● The task
Reproduce the data below verbatim, from the first line to the last.
--- Extracted records ---
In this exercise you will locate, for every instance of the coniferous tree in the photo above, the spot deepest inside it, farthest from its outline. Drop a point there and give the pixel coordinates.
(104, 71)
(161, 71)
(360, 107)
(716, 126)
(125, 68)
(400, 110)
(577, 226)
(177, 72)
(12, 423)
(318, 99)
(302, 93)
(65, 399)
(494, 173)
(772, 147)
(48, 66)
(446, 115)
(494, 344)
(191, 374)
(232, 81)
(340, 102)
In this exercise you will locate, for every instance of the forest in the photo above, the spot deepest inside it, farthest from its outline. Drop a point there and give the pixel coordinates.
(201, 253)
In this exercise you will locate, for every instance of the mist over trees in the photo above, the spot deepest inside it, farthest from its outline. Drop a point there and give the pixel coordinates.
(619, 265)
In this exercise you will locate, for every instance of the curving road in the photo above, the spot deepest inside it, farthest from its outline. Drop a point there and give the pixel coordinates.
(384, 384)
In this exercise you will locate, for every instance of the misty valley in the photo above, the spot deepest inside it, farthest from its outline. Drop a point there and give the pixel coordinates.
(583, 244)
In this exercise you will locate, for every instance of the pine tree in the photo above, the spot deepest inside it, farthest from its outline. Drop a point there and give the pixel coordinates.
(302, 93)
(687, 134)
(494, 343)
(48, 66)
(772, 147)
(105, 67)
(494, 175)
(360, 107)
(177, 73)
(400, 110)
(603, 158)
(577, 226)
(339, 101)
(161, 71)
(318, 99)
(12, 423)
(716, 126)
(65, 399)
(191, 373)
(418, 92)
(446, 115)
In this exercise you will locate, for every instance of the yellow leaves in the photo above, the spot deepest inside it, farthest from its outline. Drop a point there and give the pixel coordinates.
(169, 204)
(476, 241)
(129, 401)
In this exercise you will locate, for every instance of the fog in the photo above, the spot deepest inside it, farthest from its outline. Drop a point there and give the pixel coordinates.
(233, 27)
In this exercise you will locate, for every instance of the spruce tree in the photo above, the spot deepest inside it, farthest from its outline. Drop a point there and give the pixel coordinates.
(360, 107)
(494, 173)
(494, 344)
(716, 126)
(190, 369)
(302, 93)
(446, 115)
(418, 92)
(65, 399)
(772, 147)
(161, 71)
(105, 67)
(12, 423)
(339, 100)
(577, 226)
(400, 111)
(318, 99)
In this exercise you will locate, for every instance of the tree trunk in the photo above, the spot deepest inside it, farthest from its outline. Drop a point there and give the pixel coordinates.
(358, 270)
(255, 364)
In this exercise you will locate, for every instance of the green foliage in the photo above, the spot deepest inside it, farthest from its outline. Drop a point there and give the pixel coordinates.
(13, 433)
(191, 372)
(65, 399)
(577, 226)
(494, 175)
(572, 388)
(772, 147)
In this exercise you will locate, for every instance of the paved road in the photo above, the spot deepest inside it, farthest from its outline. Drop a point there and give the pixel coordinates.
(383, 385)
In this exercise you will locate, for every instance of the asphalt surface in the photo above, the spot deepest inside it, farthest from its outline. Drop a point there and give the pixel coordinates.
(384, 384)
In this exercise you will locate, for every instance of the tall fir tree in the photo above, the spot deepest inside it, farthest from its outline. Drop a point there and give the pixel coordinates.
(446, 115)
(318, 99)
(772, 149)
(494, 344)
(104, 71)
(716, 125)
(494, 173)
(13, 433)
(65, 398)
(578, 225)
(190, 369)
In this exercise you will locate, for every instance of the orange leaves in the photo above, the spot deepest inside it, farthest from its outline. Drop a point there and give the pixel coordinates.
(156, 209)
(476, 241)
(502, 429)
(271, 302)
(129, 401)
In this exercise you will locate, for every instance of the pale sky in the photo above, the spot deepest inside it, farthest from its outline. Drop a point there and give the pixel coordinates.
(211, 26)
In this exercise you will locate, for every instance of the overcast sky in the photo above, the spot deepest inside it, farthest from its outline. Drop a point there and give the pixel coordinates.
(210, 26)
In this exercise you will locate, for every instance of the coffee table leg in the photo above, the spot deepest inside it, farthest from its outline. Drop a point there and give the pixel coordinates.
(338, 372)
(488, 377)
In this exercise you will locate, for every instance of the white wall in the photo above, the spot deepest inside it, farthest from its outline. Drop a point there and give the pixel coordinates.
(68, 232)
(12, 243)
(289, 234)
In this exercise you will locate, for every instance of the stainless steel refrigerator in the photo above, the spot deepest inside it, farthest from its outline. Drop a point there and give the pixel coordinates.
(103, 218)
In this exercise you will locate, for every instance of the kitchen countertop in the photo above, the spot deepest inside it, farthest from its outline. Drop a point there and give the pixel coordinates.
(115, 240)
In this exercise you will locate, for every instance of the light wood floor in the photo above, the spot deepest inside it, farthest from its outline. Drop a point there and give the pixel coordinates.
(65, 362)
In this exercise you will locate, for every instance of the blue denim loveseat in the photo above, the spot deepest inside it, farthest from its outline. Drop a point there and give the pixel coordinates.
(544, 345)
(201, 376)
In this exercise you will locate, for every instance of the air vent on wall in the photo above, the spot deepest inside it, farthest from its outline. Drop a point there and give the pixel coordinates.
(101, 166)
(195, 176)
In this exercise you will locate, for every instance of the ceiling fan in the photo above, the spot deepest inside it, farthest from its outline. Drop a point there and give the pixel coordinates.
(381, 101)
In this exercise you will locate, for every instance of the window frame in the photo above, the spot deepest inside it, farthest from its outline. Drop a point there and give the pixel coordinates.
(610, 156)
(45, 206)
---
● The result
In this exercise you will locate, for every instance of the coniferous tree in the photo above, the spot deepest inside it, farthest from its outline. Drop a point there and give the pixel coordinates.
(104, 71)
(161, 71)
(360, 107)
(716, 126)
(125, 68)
(400, 110)
(577, 226)
(177, 72)
(12, 423)
(318, 99)
(302, 93)
(65, 399)
(494, 173)
(772, 147)
(48, 66)
(446, 115)
(494, 344)
(191, 374)
(232, 81)
(340, 102)
In this exercise you will locate, for every instance of the forest in the photo above, the spot deepest inside it, farthest from its outline. Drop a point there and give the pixel coordinates.
(201, 253)
In this exercise you will locate, for every instance of the mist over trees in the photo above, the spot deepest inside it, farthest from its outline. Drop a point there and give the pixel coordinates.
(619, 265)
In this exercise you will locate, for every instance of the curving road in the photo above, the spot deepest inside it, farthest from its outline. Drop a point there and give the pixel coordinates.
(384, 384)
In this exercise you will locate, for every instance of the misty valley in the photo above, the spot deepest inside it, farthest from its outline. Drop a point there and give the pixel coordinates.
(583, 244)
In this exercise you will locate, for every instance of the pine tree in the photo above, the spot deepest inside it, farthest from its outline. Drop a point there and give the pixel coordinates.
(302, 93)
(687, 134)
(494, 343)
(48, 66)
(772, 147)
(105, 67)
(494, 175)
(360, 107)
(177, 73)
(400, 110)
(603, 158)
(577, 226)
(339, 101)
(161, 71)
(318, 99)
(12, 423)
(716, 126)
(65, 399)
(191, 373)
(418, 92)
(446, 115)
In this exercise you will locate, for every instance of the yellow leaves in the photo above, the spot deepest inside it, farthest from its outline. Drop a point there and give the pixel coordinates.
(169, 204)
(476, 241)
(129, 401)
In this exercise you will locate, for every instance of the fog in the photo above, the spot deepest inside it, farthest from its outline. Drop a point there and give the pixel coordinates.
(233, 27)
In this exercise you will locate, for every instance of the spruce tree in the photo above, the spot deepest inside it, farthest from its outline. Drop a point there and give the pixel coordinates.
(360, 107)
(494, 173)
(494, 344)
(716, 126)
(190, 369)
(302, 93)
(446, 115)
(418, 92)
(65, 399)
(772, 147)
(161, 71)
(105, 67)
(12, 423)
(339, 100)
(577, 226)
(400, 111)
(318, 99)
In this exercise you will locate, for every instance of the tree trunk in the photo above, the spot deepest inside it, farthest from its outline. Drop a point there and give the pixel coordinates.
(358, 270)
(255, 364)
In this exercise you will locate, for every instance of the green foliage in the photo above, the spot deepest inside it, farthest from its outline. Drop a point there and give the pixel coordinates.
(13, 433)
(191, 372)
(65, 399)
(577, 226)
(494, 175)
(572, 388)
(772, 147)
In this exercise you will locate, for every instance of the paved road in the photo above, the spot deepest inside it, farthest from its outline. Drop a point there and give the pixel coordinates.
(383, 385)
In this exercise you will locate, for every instance of the asphalt surface in the photo above, the spot deepest inside it, farthest from its outline. Drop a point there and give the pixel coordinates.
(384, 384)
In this exercise you will locate, for every instance of the tall fir tree in the photo above, the spot deepest inside it, farthest from its outline. Drop a point there and give the pixel coordinates.
(446, 115)
(318, 99)
(772, 149)
(494, 344)
(104, 71)
(716, 125)
(494, 173)
(13, 433)
(65, 398)
(578, 225)
(190, 369)
In this exercise you will locate, for every instance of the orange leaves in the photo above, the spot deepest inside it, farthest from its outline. Drop a point there and give the pixel coordinates.
(156, 209)
(476, 241)
(502, 429)
(271, 302)
(129, 401)
In this exercise you will locate, for every instance of the pale sky in the photo above, the spot deepest inside it, farthest from its outline. Drop a point there and give the pixel coordinates.
(211, 26)
In this exercise you will locate, for every instance of the overcast sky in the photo above, the spot deepest inside it, farthest from its outline. Drop a point there and give the pixel coordinates.
(210, 26)
In this exercise you will locate, for every instance of the coffee table leg in the photo above, the spot deepest inside it, farthest from its outline. Drop a point there and give the pixel coordinates.
(338, 372)
(488, 377)
In this exercise you will locate, for every instance of the white wall in the photo above, the spot deepest inside it, farthest from its outline. Drop a point there and give the pixel coordinates.
(68, 232)
(12, 243)
(289, 234)
In this exercise you will locate, for every instance of the stainless steel refrigerator in the photo above, the spot deepest inside it, farthest from its outline. Drop a point there and give the pixel coordinates.
(103, 218)
In this exercise you will locate, for every instance of the kitchen countertop in the photo above, the spot deepest inside it, farthest from its outline. Drop a point there and give the pixel coordinates.
(115, 240)
In this exercise you will locate, for every instance of the light wood floor in the photo above, the spot deepest inside it, farthest from its outline. Drop a point there and give the pixel coordinates.
(65, 362)
In this exercise you will locate, for every instance of the blue denim loveseat in the photo above, the spot deepest inside it, farthest from its outline. Drop a point there and give the pixel coordinates.
(544, 345)
(201, 376)
In this exercise you will locate, for every instance of the air vent on wall in the photo above, the spot deepest inside it, farthest from its outline. Drop a point there and give the pixel coordinates.
(101, 166)
(195, 176)
In this exercise you will locate, for every instance of the ceiling fan in the photo above, the spot deepest inside it, farthest from its outline. Drop a point there and give the pixel coordinates.
(381, 101)
In this exercise you will locate, for every instance of the window frame in the photo above, the spot deepest inside it, farthest from its outline. Drop a point there and give the pixel coordinates.
(610, 156)
(45, 206)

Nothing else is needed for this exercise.